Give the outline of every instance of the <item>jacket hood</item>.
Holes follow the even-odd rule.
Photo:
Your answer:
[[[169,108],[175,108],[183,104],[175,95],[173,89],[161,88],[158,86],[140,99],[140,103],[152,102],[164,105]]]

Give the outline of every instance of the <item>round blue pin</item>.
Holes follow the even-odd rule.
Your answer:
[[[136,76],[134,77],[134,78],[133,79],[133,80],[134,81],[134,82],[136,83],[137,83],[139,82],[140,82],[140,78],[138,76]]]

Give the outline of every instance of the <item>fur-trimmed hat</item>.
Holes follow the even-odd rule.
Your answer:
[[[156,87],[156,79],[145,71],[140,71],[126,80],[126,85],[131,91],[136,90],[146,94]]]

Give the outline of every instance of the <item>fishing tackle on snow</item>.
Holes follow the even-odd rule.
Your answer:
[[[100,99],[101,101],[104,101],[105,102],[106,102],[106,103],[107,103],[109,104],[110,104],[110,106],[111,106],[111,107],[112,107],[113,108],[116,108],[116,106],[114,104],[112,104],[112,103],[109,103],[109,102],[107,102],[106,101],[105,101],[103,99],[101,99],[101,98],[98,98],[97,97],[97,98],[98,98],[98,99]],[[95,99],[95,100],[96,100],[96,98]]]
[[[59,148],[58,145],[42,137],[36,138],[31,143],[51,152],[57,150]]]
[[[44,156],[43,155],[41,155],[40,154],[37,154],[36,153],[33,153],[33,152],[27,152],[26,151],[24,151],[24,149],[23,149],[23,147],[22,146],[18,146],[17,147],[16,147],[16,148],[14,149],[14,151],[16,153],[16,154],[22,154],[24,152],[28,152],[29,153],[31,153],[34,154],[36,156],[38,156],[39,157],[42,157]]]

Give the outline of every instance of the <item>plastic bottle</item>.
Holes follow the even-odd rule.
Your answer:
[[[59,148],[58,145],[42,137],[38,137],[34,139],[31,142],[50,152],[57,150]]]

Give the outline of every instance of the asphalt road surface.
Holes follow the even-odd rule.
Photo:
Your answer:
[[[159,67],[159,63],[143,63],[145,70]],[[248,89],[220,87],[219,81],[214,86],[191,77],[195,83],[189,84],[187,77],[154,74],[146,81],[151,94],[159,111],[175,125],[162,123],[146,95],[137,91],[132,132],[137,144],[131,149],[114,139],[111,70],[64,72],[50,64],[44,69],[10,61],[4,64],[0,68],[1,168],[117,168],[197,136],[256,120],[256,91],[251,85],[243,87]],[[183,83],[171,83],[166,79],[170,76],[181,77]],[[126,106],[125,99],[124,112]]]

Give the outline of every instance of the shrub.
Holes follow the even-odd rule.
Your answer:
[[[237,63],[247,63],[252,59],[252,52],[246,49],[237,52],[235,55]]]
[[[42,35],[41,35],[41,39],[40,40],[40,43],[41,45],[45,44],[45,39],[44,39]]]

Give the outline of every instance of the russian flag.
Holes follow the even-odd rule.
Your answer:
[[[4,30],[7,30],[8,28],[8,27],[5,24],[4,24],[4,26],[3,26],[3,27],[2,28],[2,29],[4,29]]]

--

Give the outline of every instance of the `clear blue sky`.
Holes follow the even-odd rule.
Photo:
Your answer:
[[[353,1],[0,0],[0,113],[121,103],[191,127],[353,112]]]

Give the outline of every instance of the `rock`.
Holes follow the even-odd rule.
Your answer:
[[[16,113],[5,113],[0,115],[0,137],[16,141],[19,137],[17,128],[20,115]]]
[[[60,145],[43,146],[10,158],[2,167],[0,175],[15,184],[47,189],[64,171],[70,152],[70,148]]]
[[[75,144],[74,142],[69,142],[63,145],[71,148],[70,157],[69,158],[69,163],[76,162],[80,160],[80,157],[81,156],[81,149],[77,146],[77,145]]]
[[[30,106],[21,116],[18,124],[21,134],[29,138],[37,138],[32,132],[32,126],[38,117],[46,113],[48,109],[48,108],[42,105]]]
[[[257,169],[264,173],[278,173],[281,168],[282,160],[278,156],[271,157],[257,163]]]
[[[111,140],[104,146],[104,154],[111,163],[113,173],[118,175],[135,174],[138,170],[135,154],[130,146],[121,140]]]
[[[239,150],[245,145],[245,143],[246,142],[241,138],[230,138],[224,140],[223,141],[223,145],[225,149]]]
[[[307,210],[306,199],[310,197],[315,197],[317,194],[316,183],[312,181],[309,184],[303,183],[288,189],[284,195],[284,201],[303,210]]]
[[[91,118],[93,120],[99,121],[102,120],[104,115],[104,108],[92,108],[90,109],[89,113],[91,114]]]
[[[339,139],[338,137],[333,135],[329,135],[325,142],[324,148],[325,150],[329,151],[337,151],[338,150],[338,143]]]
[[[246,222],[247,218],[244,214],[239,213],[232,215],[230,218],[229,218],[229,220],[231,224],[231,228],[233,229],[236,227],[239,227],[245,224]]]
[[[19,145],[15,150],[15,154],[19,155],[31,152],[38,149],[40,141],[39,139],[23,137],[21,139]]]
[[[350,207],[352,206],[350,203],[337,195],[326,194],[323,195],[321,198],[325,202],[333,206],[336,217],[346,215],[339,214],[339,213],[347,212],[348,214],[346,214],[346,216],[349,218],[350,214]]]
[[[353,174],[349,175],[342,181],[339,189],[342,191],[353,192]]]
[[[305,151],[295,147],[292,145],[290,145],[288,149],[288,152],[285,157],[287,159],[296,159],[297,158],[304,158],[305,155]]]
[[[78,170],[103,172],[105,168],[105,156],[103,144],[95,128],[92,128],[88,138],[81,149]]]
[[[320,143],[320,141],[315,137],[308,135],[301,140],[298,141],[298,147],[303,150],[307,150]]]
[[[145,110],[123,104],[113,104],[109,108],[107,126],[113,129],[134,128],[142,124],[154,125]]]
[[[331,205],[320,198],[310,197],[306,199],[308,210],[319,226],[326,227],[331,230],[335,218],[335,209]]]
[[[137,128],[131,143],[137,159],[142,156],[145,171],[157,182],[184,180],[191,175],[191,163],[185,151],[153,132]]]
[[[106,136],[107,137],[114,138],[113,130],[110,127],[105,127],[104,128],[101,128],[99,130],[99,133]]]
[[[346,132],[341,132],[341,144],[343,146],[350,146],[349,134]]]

---

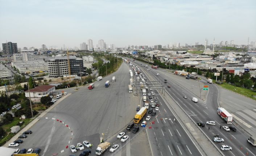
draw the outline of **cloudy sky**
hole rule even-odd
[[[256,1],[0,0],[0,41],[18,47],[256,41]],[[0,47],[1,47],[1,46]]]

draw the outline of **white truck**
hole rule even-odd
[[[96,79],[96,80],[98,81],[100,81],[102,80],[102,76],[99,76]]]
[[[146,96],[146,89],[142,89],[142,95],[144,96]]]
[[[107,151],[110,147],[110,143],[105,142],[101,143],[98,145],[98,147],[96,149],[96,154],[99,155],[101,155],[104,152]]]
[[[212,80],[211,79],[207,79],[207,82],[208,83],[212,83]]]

_任务要求_
从含有“draw the outline of **white truck**”的那一行起，到含有“[[[212,80],[211,79],[207,79],[207,82],[208,83],[212,83]]]”的那一行止，把这几行重新写出，将其中的“white truck”换成“red truck”，其余内容不变。

_任务解答_
draw the outline of **red truck**
hole rule even-odd
[[[96,79],[96,80],[98,81],[100,81],[102,80],[102,76],[99,76]]]
[[[146,96],[146,89],[142,89],[142,95],[144,96]]]
[[[107,151],[110,147],[110,143],[105,142],[101,143],[98,145],[98,147],[96,149],[96,154],[99,155],[101,155],[104,152]]]
[[[212,80],[211,79],[207,79],[207,82],[208,83],[212,83]]]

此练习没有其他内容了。